■ Page:

▬▬▬▬▬▬▬▬▬▬

Encyclopédie du paranormal - Selkie

     Selkie


Créature métamorphe? du folklore écossais, irlandais et scandinave, pouvant prendre l'apparence d'un phoque ou d'un être humain


Les selkies sont des créatures présentes dans les folklores écossais, irlandais, ainsi que dans celui des îles sub-arctiques : îles Hébrides, Orcades, Shetland, Féroé et l'Islande. Ils sont décrits comme des phoques vivant la plupart du temps dans l'océan, mais pouvant prendre forme humaine sur terre en enlevant leur peau.

Le mot selkie proviendrait du dialecte scot selich ou du vieil anglais seolh, les deux termes signifiant « phoque ».


Les selkies passeraient le plus clair de leur temps en mer, mais occasionnellement ils rejoindraient le rivage pour y reprendre forme humaine. C'est alors que les selkies pourraient être observés ; dansant et chantant d'une voix mélodieuse sous la lumière de la lune, ou se prélassant au soleil sur les rochers des plages isolées et les îles côtières.

Les différentes sources de folklore ne sont pas forcément consensuelles sur la fréquence à laquelle les selkies peuvent reprendre forme humaine ; si certaines histoires indiquent implicitement que les selkies peuvent se changer en humain à volonté en retirant leur peau, d'autres mentionnent que cela ne leur est possible qu'une fois par an (souvent la veille du solstice d'été), ou pendant la neuvième nuit du mois, ou toutes les sept marées.


Les légendes mettant en scène des selkies sont presque toutes des tragédies romantiques, racontant les amours malheureux d'un humain avec un ou une selkie. Les selkies sont en effet supposés devenir des hommes ou femmes magnifiques une fois leur peau de phoque ôtée, et ils exercent un fort pouvoir de séduction sur les êtres humains qui les voient.

Les êtres humains et les selkies peuvent se reproduire et avoir des enfants. Ces enfants - outre leur grande beauté héritée de leur parent selkie - se reconnaîtraient à la présence d'une excroissance de peau entre les doigts, qui ferait ressembler leurs mains à des nageoires.
Ainsi les membres du clan MacCodrum des Hébrides extérieures affirmaient être les descendants de l'union d'un pêcheur avec une selkie, ce qui leur a valu le surnom de « MacCodrum des phoques ». Ils démontraient leur ascendance par la présence d'une telle excroissance de peau chez de nombreux membres du clan.


The Schull Selkie, illustration par Liam Sharp

Un très grand nombre de contes qu'on retrouve sous diverses formes à travers toute l'Europe du Nord suivent la même trame : ils racontent comment un jeune homme tombe amoureux d'une selkie après l'avoir aperçu sous sa forme humaine. L'homme lui vole alors sa peau et la cache, l'empêchant ainsi de se re-transformer en phoque et il la force à devenir sa femme. La selkie est une bonne épouse mais triste, qui reste souvent assise sur le rivage à contempler l'océan. L'histoire se termine lorsque la selkie finit par trouver la cachette où était dissimulée sa peau ; elle se change en phoque et retourne à la mer (à ses enfants et à son mari selkie selon certaines versions de l'histoire), laissant le jeune homme désemparé par son départ.

▬▬▬▬▬▬▬▬▬▬

■ Données brutes:
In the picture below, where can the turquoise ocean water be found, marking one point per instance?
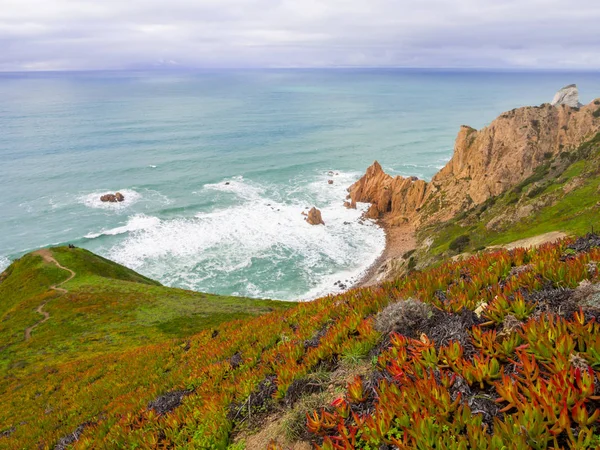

▬▬▬▬▬▬▬▬▬▬

■ Consigne:
Répondez aux questions ci-dessous à partir de la page sur les selkies.
(a) De quels termes proviendrait le mot « selkie » ?
(b) Quel surnom ont reçu les membres du clan MacCodrum des Hébrides extérieures ?
(c) Dans la trame commune des contes d'Europe du Nord, que fait le jeune homme de la peau de la selkie ?

■ Résultat:
(a) Du dialecte scot selich ou du vieil anglais seolh, deux termes qui signifient « phoque ».
(b) « MacCodrum des phoques ».
(c) Il la vole et la cache. Elle ne peut donc plus redevenir phoque.